-- START OF TEXT PROVIDED --

While I’m unsure about the kB-sized entry (they seem to increasing in frequency so insights are welcome!), my current understanding is that ~500 B downloads are HTTP HEAD requests from lftp. The earliest example I’ve found goes back to “2012-10-17” (RStudio’s download logs only go back to “2012-10-01”.). I’ve also noticed that, unlike the above example, “small” downloads aren’t always paired with “complete” downloads.
To get a sense of their frequency, I look back to October 2019 and focus on ~500 B downloads. In aggregate, these downloads account for approximately 2% of the total. While this seems modest (if 2.5 million downloads could be modest),3 I’d argue that there’s actually something lurking underneath. A closer look reveals that the difference between the total and filtered (without ~500 B entries) counts is greatest on the five Wednesdays.
To see what's going on, I switch the unit of observation from download counts to the number of unique packages:
Doing so, we see that on Wednesdays (+3 additional days) the total number of unique packages downloaded tops 17,000. This is significant because it exceeds the 15,000+ active packages on CRAN (go here for the latest count). The only way to hit 17,000+ would be to include some, if not all, of the 2,000+ inactive packages. Based on this, I’d say that on those peak days virtually, if not literally, all CRAN packages (both active and inactive) were downloaded.4
Past versions
This actually understates what’s going on. It’s not just that all packages are being downloaded but that all versions of all packages are being regularly and repeatedly download. It’s these efforts, rather than downloads done for reasons of compatibility, research, or reproducibility (including the use of Docker) that lead me to argue that there’s an overrepresentation of prior versions.

-- END OF TEXT PROVIDED --

■ SET EXERCISE A
Arrange the records as a Markdown table with the columns Row and Record line, starting with the line containing "locate the gold emblem in the photo above" and going on through the last line of the records. Leave out blank lines.

-- START OF RECORDS FOR THIS EXERCISE --

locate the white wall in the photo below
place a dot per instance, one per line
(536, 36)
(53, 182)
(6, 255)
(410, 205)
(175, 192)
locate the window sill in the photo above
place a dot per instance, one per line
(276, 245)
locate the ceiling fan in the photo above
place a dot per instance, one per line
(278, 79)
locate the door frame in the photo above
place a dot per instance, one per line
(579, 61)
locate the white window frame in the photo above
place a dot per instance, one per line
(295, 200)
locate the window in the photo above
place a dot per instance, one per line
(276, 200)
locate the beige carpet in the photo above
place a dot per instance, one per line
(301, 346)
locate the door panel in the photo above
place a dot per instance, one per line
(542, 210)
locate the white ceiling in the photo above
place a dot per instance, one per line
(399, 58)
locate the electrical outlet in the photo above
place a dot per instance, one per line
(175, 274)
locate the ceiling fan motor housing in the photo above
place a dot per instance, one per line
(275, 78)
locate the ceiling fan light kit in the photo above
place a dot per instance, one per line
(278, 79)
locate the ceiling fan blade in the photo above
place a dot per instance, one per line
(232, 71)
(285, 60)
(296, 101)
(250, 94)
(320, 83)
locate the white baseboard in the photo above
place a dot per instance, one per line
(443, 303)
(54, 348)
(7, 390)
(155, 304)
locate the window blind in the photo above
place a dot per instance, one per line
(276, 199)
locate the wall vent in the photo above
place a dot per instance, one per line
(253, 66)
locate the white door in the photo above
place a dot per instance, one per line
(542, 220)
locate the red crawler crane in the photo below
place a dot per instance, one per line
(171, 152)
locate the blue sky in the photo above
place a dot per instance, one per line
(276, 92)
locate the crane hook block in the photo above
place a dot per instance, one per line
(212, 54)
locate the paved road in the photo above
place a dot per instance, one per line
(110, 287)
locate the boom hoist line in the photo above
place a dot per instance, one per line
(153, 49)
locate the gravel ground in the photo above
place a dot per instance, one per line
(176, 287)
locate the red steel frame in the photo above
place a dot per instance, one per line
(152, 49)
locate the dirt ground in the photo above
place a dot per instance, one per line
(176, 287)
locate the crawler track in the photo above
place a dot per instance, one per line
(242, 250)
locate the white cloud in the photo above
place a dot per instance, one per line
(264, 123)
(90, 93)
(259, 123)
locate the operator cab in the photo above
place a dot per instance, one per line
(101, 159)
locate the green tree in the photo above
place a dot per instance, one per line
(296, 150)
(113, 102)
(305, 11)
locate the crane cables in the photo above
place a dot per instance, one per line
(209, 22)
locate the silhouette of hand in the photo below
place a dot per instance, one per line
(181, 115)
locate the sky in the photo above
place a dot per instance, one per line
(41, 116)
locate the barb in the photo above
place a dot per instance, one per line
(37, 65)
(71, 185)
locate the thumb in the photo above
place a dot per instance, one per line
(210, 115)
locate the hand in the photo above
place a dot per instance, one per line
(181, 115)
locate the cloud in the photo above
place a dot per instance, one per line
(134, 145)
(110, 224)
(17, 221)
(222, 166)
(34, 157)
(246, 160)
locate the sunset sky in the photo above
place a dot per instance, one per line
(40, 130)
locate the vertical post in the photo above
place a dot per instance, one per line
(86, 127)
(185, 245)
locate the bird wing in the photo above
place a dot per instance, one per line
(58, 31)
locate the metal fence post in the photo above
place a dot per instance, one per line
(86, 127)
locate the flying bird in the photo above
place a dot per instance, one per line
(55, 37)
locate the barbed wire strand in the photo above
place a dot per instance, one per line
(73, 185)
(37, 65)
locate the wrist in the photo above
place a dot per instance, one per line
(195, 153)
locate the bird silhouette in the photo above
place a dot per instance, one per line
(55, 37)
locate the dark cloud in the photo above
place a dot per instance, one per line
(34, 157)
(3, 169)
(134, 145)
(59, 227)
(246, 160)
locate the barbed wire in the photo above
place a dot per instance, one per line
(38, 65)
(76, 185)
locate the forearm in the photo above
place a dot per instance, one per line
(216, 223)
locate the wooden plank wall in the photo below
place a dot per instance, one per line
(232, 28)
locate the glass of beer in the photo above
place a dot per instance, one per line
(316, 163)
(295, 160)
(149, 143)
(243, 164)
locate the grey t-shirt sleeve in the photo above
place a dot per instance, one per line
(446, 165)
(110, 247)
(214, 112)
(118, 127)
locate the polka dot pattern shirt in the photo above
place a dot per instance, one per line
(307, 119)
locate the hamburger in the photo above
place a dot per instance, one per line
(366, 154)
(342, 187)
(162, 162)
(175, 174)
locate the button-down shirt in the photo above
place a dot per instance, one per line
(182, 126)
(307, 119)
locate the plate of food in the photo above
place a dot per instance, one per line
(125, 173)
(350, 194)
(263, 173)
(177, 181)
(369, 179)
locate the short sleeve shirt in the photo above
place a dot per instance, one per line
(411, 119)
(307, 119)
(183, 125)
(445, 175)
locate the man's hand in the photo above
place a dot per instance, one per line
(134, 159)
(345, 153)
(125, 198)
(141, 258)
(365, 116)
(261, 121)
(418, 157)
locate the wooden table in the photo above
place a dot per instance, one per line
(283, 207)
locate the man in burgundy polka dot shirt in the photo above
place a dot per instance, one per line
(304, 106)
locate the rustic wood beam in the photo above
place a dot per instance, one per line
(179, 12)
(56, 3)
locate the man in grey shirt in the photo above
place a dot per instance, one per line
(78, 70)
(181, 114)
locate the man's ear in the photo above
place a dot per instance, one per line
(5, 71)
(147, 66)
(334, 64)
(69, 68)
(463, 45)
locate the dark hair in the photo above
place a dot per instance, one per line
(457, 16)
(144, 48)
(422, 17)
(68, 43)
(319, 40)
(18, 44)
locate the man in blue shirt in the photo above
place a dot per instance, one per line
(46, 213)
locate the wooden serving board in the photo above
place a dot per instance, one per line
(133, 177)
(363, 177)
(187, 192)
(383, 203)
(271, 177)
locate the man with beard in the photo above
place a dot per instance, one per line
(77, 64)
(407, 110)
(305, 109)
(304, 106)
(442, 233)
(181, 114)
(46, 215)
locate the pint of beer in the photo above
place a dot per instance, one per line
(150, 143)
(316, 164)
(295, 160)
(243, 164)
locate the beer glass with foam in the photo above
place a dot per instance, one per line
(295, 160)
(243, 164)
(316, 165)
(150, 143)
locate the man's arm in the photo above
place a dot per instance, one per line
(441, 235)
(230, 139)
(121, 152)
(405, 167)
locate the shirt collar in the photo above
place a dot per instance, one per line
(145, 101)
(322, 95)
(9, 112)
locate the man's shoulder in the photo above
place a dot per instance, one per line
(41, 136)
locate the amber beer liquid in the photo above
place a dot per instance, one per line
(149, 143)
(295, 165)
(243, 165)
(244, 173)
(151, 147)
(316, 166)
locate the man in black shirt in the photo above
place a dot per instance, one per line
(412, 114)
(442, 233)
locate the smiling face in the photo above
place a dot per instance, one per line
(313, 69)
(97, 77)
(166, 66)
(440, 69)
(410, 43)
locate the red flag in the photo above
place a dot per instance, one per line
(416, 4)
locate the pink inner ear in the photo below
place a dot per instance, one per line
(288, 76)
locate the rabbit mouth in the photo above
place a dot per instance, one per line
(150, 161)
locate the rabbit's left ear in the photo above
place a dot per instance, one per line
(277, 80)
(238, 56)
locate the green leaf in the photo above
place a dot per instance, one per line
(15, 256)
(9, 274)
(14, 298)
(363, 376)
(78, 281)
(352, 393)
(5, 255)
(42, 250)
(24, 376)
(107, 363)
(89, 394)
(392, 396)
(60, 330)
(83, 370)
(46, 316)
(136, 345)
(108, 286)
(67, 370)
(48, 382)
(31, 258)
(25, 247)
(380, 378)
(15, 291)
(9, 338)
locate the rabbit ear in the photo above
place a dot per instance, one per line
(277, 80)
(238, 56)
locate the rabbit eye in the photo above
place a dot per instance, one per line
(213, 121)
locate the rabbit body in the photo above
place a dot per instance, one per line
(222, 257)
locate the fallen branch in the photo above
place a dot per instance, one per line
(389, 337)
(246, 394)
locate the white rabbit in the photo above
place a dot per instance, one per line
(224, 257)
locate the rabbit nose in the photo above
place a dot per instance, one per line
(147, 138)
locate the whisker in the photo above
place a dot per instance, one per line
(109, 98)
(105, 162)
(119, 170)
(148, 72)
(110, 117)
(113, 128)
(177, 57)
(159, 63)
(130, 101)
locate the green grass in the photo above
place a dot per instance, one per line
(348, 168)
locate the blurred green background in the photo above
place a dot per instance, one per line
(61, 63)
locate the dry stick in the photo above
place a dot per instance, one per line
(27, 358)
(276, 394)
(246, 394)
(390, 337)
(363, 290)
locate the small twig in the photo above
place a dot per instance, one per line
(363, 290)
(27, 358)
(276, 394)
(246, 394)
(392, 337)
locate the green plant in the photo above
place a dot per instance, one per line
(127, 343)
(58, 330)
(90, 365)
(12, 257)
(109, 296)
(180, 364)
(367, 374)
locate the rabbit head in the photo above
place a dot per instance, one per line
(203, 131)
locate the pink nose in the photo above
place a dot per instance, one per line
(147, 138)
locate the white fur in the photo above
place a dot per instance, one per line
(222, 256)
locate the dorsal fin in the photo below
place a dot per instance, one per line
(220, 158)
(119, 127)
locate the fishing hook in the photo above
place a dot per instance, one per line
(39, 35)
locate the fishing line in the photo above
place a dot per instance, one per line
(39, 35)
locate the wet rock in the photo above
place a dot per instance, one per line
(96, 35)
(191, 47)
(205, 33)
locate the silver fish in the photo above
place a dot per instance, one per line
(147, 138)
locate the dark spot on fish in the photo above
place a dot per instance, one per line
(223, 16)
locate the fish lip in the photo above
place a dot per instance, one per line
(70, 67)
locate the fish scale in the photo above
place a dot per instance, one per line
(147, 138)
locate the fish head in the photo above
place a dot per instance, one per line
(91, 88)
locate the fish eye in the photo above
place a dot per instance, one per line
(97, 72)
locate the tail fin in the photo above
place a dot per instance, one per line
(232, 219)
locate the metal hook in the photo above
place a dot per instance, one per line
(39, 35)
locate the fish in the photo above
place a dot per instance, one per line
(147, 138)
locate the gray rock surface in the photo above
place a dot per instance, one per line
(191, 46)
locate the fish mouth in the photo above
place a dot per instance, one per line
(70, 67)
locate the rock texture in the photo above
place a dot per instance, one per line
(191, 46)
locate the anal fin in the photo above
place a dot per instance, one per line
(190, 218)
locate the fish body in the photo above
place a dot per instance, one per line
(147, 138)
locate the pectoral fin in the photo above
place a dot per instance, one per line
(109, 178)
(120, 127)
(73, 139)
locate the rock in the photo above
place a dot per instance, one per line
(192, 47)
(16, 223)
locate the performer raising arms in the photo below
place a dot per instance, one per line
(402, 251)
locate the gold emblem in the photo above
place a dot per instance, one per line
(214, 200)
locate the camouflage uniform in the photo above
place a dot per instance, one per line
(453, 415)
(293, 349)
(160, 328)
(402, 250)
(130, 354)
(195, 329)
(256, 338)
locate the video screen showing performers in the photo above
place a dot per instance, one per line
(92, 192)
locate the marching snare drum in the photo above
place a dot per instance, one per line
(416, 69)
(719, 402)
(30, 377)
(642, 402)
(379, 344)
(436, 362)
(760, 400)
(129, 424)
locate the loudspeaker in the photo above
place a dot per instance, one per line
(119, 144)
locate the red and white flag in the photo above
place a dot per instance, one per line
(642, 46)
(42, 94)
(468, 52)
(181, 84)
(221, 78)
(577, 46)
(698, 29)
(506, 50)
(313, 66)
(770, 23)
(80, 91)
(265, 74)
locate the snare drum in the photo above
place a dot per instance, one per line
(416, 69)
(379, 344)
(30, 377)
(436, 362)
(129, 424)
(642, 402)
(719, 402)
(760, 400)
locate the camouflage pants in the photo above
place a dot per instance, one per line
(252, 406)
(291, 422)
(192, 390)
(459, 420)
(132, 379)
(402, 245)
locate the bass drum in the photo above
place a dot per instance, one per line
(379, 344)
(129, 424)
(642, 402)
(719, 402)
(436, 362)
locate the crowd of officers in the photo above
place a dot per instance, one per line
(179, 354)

-- END OF RECORDS FOR THIS EXERCISE --

■ SET EXERCISE B
Repeat the whole text on CRAN package downloads word for word.

■ FINAL ANSWER A
| Row | Record line |
|---|---|
| 1 | locate the gold emblem in the photo above |
| 2 | place a dot per instance, one per line |
| 3 | (214, 200) |
| 4 | locate the camouflage uniform in the photo above |
| 5 | place a dot per instance, one per line |
| 6 | (453, 415) |
| 7 | (293, 349) |
| 8 | (160, 328) |
| 9 | (402, 250) |
| 10 | (130, 354) |
| 11 | (195, 329) |
| 12 | (256, 338) |
| 13 | locate the video screen showing performers in the photo above |
| 14 | place a dot per instance, one per line |
| 15 | (92, 192) |
| 16 | locate the marching snare drum in the photo above |
| 17 | place a dot per instance, one per line |
| 18 | (416, 69) |
| 19 | (719, 402) |
| 20 | (30, 377) |
| 21 | (642, 402) |
| 22 | (379, 344) |
| 23 | (436, 362) |
| 24 | (760, 400) |
| 25 | (129, 424) |
| 26 | locate the loudspeaker in the photo above |
| 27 | place a dot per instance, one per line |
| 28 | (119, 144) |
| 29 | locate the red and white flag in the photo above |
| 30 | place a dot per instance, one per line |
| 31 | (642, 46) |
| 32 | (42, 94) |
| 33 | (468, 52) |
| 34 | (181, 84) |
| 35 | (221, 78) |
| 36 | (577, 46) |
| 37 | (698, 29) |
| 38 | (506, 50) |
| 39 | (313, 66) |
| 40 | (770, 23) |
| 41 | (80, 91) |
| 42 | (265, 74) |
| 43 | locate the snare drum in the photo above |
| 44 | place a dot per instance, one per line |
| 45 | (416, 69) |
| 46 | (379, 344) |
| 47 | (30, 377) |
| 48 | (436, 362) |
| 49 | (129, 424) |
| 50 | (642, 402) |
| 51 | (719, 402) |
| 52 | (760, 400) |
| 53 | locate the camouflage pants in the photo above |
| 54 | place a dot per instance, one per line |
| 55 | (252, 406) |
| 56 | (291, 422) |
| 57 | (192, 390) |
| 58 | (459, 420) |
| 59 | (132, 379) |
| 60 | (402, 245) |
| 61 | locate the bass drum in the photo above |
| 62 | place a dot per instance, one per line |
| 63 | (379, 344) |
| 64 | (129, 424) |
| 65 | (642, 402) |
| 66 | (719, 402) |
| 67 | (436, 362) |
| 68 | locate the crowd of officers in the photo above |
| 69 | place a dot per instance, one per line |
| 70 | (179, 354) |

■ FINAL ANSWER B
While I’m unsure about the kB-sized entry (they seem to increasing in frequency so insights are welcome!), my current understanding is that ~500 B downloads are HTTP HEAD requests from lftp. The earliest example I’ve found goes back to “2012-10-17” (RStudio’s download logs only go back to “2012-10-01”.). I’ve also noticed that, unlike the above example, “small” downloads aren’t always paired with “complete” downloads.
To get a sense of their frequency, I look back to October 2019 and focus on ~500 B downloads. In aggregate, these downloads account for approximately 2% of the total. While this seems modest (if 2.5 million downloads could be modest),3 I’d argue that there’s actually something lurking underneath. A closer look reveals that the difference between the total and filtered (without ~500 B entries) counts is greatest on the five Wednesdays.
To see what's going on, I switch the unit of observation from download counts to the number of unique packages:
Doing so, we see that on Wednesdays (+3 additional days) the total number of unique packages downloaded tops 17,000. This is significant because it exceeds the 15,000+ active packages on CRAN (go here for the latest count). The only way to hit 17,000+ would be to include some, if not all, of the 2,000+ inactive packages. Based on this, I’d say that on those peak days virtually, if not literally, all CRAN packages (both active and inactive) were downloaded.4
Past versions
This actually understates what’s going on. It’s not just that all packages are being downloaded but that all versions of all packages are being regularly and repeatedly download. It’s these efforts, rather than downloads done for reasons of compatibility, research, or reproducibility (including the use of Docker) that lead me to argue that there’s an overrepresentation of prior versions.